- WORK INSTRUCTIONS
Starting with the first line of the listing and going on through the line with "[(279, 212)]", change "mark a point" to "place a point" and write those lines out again, leaving everything else unchanged.

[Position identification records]

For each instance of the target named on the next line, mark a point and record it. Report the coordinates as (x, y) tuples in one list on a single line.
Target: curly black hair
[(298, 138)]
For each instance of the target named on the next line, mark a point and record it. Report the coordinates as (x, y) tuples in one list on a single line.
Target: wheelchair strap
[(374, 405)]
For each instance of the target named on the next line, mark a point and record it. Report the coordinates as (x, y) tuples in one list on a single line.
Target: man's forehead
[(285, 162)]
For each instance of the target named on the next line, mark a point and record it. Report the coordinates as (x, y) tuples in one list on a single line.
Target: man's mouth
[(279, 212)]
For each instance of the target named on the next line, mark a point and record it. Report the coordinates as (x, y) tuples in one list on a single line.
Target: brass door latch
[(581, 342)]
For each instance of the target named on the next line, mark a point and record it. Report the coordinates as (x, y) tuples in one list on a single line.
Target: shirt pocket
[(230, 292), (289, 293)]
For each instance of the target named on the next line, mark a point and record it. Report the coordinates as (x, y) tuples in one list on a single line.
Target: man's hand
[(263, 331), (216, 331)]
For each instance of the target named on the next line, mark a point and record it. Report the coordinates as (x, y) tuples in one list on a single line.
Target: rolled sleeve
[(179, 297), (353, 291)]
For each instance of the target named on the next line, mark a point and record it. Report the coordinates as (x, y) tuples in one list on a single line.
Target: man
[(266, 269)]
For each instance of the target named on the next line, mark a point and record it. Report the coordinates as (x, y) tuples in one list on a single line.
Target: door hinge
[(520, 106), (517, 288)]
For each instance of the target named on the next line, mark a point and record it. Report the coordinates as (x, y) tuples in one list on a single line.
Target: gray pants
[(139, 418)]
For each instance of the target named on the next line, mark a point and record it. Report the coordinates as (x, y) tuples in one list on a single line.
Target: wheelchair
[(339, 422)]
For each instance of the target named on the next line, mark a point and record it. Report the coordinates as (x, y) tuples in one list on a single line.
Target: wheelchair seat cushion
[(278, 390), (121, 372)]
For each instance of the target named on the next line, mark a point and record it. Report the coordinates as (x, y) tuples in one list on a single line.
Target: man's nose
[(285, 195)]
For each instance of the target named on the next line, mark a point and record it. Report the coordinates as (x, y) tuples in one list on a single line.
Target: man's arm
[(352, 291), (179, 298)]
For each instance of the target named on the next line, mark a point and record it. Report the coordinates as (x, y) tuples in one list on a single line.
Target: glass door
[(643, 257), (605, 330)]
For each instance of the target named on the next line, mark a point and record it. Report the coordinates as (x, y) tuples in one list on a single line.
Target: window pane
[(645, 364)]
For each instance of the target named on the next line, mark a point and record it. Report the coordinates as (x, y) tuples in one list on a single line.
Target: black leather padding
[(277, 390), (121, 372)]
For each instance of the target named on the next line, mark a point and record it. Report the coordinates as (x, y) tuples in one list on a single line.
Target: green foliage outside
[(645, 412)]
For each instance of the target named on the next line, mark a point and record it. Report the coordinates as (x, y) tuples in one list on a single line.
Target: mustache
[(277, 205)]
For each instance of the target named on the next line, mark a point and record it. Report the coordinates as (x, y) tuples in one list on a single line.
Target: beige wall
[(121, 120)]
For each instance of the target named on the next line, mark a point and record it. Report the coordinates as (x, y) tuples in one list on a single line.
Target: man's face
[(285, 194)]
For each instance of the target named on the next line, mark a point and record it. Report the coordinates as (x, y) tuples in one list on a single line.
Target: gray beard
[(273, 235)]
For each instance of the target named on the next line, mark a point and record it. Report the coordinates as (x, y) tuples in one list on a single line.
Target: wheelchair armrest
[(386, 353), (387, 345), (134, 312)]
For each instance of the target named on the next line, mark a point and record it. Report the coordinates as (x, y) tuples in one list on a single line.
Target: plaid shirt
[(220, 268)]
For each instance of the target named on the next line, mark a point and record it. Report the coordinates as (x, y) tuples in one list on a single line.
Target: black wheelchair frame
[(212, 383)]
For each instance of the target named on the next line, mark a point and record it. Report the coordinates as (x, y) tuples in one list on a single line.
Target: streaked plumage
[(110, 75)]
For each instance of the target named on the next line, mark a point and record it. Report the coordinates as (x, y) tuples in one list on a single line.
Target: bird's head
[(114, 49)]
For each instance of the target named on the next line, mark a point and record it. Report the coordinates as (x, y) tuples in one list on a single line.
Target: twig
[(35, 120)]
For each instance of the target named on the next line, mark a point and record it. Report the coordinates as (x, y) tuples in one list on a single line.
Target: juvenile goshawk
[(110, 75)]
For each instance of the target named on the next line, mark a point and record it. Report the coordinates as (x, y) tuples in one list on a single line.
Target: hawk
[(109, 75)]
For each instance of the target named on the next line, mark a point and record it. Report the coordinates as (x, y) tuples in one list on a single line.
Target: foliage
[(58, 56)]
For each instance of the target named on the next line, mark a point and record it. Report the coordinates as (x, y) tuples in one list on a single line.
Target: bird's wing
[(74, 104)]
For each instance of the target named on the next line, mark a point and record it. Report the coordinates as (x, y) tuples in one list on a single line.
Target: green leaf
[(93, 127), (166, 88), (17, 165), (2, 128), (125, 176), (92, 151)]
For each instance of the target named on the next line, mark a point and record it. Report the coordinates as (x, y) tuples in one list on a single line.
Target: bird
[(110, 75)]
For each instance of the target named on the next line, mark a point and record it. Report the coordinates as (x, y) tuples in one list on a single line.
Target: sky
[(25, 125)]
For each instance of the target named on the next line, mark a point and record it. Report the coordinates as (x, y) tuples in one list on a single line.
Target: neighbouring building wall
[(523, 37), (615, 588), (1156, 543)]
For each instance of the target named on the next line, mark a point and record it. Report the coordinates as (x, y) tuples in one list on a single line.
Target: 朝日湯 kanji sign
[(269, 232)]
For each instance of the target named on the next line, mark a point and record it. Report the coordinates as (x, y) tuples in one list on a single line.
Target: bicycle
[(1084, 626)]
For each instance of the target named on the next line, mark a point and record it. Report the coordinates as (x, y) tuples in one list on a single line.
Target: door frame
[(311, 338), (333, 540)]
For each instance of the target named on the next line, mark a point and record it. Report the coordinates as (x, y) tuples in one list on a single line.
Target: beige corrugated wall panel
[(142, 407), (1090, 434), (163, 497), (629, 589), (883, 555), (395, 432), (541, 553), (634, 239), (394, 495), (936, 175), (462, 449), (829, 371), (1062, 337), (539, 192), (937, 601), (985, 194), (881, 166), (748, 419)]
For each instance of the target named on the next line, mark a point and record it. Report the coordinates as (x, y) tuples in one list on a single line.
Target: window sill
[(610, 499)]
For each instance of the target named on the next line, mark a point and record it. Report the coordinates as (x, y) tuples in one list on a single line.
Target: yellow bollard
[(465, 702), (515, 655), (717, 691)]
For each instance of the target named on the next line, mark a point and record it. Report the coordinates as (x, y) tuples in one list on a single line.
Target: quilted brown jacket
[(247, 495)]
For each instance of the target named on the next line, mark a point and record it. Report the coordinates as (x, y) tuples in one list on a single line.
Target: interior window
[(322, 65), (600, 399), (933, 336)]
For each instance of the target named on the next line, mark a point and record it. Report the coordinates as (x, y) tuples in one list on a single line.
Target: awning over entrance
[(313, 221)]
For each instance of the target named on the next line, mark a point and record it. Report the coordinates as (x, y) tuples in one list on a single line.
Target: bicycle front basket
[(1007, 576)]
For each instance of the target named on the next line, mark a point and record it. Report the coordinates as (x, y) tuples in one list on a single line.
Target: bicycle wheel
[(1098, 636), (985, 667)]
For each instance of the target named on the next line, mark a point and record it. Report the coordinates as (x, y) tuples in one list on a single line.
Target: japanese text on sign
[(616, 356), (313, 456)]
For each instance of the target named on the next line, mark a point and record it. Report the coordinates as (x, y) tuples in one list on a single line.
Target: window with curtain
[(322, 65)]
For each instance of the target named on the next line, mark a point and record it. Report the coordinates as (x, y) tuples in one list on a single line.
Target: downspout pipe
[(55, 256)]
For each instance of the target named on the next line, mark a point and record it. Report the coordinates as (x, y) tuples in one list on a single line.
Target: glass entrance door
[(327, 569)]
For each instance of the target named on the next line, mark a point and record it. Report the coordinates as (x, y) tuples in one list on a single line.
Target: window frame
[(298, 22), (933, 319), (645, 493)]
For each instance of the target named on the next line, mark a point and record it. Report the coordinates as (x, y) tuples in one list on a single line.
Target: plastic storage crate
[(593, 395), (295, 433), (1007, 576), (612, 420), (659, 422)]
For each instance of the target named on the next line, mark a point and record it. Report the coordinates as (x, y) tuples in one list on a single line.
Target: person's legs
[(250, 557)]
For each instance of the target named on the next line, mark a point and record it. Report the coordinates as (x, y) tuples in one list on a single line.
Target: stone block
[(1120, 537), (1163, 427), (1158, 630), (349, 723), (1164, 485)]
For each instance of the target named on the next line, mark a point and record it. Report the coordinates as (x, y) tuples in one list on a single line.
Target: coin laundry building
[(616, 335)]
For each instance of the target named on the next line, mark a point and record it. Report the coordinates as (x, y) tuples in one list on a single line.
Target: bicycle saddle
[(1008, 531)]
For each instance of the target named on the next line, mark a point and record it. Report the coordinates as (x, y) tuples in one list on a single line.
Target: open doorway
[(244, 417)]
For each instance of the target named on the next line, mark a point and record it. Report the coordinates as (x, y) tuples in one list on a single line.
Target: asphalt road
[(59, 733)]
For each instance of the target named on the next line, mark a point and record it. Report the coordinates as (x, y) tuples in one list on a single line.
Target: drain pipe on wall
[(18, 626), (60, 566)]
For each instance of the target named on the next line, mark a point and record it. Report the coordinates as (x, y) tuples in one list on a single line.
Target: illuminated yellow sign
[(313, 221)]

- REPLY
For each instance of the target named on the next line, place a point and record it. Report the coordinates as (x, y) tuples in one list on a single line.
Target: curly black hair
[(298, 138)]
For each instance of the target named on the next line, place a point and record it. Report the coordinates as (x, y) tuples in one list on a single line.
Target: wheelchair strap
[(374, 405)]
For each instance of the target named on the next line, place a point and record it. Report the coordinates as (x, y) tuples in one list on a single line.
Target: man's forehead
[(285, 162)]
For each instance of the target named on the next line, place a point and record it. Report the coordinates as (x, y) tuples in one list on a single line.
Target: man's mouth
[(279, 212)]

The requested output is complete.